Please convert every line of the records into a JSON list of strings, with one string per line and blank lines omitted.

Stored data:

----

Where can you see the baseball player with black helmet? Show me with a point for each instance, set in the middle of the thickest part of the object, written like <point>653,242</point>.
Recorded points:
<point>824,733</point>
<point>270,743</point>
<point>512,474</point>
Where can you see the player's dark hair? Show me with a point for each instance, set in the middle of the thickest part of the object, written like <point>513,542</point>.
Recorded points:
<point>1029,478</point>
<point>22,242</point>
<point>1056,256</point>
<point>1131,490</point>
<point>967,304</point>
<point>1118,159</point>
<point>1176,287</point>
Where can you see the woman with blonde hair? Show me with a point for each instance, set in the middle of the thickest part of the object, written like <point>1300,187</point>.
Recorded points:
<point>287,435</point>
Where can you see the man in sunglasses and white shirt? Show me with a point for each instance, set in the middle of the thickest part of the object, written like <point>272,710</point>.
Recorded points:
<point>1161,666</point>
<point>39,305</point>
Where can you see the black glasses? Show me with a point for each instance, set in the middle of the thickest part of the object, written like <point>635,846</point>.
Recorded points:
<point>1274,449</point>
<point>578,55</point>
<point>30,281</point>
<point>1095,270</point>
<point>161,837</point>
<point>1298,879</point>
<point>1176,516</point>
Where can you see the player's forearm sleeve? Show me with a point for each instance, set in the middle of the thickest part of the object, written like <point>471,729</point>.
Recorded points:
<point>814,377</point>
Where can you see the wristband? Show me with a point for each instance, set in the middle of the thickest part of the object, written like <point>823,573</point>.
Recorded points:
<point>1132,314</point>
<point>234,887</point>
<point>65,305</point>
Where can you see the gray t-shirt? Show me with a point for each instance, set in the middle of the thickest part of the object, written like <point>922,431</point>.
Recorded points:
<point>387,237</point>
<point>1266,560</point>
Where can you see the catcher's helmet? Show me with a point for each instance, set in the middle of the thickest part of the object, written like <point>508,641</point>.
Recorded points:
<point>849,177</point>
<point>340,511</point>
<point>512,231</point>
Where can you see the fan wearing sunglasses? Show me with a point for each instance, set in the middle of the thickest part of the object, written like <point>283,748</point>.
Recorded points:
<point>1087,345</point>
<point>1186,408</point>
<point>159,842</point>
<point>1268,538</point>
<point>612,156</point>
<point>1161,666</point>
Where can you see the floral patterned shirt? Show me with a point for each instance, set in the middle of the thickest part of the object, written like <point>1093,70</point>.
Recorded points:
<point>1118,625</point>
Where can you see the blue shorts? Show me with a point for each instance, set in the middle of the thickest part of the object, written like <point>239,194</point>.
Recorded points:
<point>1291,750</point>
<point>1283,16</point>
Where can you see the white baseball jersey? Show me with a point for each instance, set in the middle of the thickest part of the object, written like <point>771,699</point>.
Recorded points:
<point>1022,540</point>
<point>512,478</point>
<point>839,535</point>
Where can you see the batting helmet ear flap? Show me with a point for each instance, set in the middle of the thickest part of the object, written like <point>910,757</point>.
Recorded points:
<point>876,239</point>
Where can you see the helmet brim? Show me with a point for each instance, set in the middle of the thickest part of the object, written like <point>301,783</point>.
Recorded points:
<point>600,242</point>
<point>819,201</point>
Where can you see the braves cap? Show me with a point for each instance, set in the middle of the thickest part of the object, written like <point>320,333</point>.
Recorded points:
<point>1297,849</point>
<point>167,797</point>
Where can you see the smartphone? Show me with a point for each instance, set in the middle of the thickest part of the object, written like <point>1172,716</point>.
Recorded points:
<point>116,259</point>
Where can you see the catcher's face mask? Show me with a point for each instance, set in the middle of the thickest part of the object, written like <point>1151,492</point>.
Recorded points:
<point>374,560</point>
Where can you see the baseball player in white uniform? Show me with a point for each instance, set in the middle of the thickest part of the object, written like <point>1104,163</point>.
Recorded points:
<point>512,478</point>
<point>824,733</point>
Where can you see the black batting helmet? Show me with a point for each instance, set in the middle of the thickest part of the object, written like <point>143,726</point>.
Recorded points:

----

→ **Expected answer**:
[
  "Where can you see the baseball player with black helmet? Show me with a point for each instance, set in the middle of the thickest part of the object, written like <point>653,242</point>.",
  "Recorded points:",
  "<point>824,733</point>",
  "<point>270,743</point>",
  "<point>512,474</point>",
  "Where can you see the player's dark hair? Show me with a point for each instance, set in the middle of the thickest part of the object, written like <point>513,542</point>.",
  "Recorded points:",
  "<point>1029,478</point>",
  "<point>22,242</point>",
  "<point>1056,256</point>",
  "<point>1131,490</point>",
  "<point>967,304</point>",
  "<point>1118,159</point>",
  "<point>1176,287</point>",
  "Where can you see the woman with blonde hair? Show me with a point for each instance, set in the middle of the thickest part of the object, written like <point>1300,187</point>.",
  "Recorded points:",
  "<point>287,435</point>",
  "Where can you see the man in sunglasses and white shirt? Show me with a point for each instance, set in the middle of the thickest part of the object, written like <point>272,710</point>.",
  "Recorded points:",
  "<point>1161,666</point>",
  "<point>39,305</point>",
  "Where can you see the black glasses? Show me with a point for each instance, set in the middle of the thickest part of the object, written like <point>635,846</point>.",
  "Recorded points:",
  "<point>1274,449</point>",
  "<point>578,55</point>",
  "<point>30,281</point>",
  "<point>1095,270</point>",
  "<point>161,837</point>",
  "<point>1298,879</point>",
  "<point>1176,516</point>",
  "Where can you see the player's forearm sleeve? Show me with a point for each instance, set in the middle of the thickest part of the object, written like <point>471,729</point>.",
  "Recorded points:",
  "<point>814,377</point>",
  "Where can you see the wristband? Show me with a point for each instance, set in the middle of the thickest part of the object, written like <point>823,573</point>.",
  "Recorded points:",
  "<point>1132,314</point>",
  "<point>234,887</point>",
  "<point>65,305</point>",
  "Where can you see the gray t-shirt? Show me with a point for each instance, set in the middle of the thickest part of the object, written like <point>922,431</point>.",
  "Recorded points:",
  "<point>387,237</point>",
  "<point>1266,560</point>",
  "Where can you see the catcher's helmet? Show me with a point for each instance, set in the middle of the thickest part of the object, written like <point>508,641</point>.",
  "Recorded points:",
  "<point>849,177</point>",
  "<point>340,511</point>",
  "<point>512,231</point>",
  "Where can you see the fan wearing sunglasses? Show me with a point for each instance, set in the middle of the thickest part of the object, written like <point>283,748</point>.",
  "Recorded points:",
  "<point>1087,345</point>",
  "<point>1186,408</point>",
  "<point>159,842</point>",
  "<point>1268,538</point>",
  "<point>612,156</point>",
  "<point>1161,666</point>",
  "Where can you see the floral patterned shirt? Show me with a point for each instance, set in the middle of the thickest part of the object, written like <point>1093,70</point>.",
  "Recorded points:",
  "<point>1118,625</point>",
  "Where can you see the blue shorts? Show me with a point for each instance, set in the middle of the thickest part of the object, written like <point>239,194</point>.",
  "Recorded points:",
  "<point>1291,750</point>",
  "<point>1283,16</point>",
  "Where can you see the white baseball jersey? Show me with a point for each instance, set in the middle of the thickest part of the object, written like <point>771,699</point>.",
  "Recorded points:",
  "<point>1022,540</point>",
  "<point>512,478</point>",
  "<point>839,535</point>",
  "Where can you see the batting helmet ear flap? Show me with a point for each instance, set in the middle of the thickest part of the object, written like <point>910,757</point>.",
  "Recorded points:",
  "<point>876,239</point>",
  "Where can you see the helmet brim? Show me with a point for each instance, set in the middle of the thickest part of the object, written like <point>301,783</point>.",
  "Recorded points:",
  "<point>600,242</point>",
  "<point>819,201</point>",
  "Where can you see the braves cap? Show me with a point for each instance, set in the middle of the thickest part of the object, written like <point>320,333</point>.",
  "Recorded points:",
  "<point>1297,849</point>",
  "<point>167,797</point>",
  "Where can you see the smartphone? Show me with a point for each instance, set in the middle of the thickest part of the object, written like <point>1172,716</point>.",
  "Recorded points:",
  "<point>116,259</point>",
  "Where can you see the catcher's face mask? Show me with a point for each instance, set in the middle of the thickest part of the object, written like <point>1151,492</point>.",
  "Recorded points:",
  "<point>374,560</point>",
  "Where can you see the baseball player in white uniform? Show me with a point for each instance, set in the middle of the thickest part of the object, written like <point>1104,163</point>.",
  "Recorded points:",
  "<point>512,478</point>",
  "<point>824,733</point>",
  "Where can you see the black batting helmet? Show me with a point for each instance, set in the middle of the thickest part of the object, written like <point>143,726</point>.",
  "Recorded points:"
]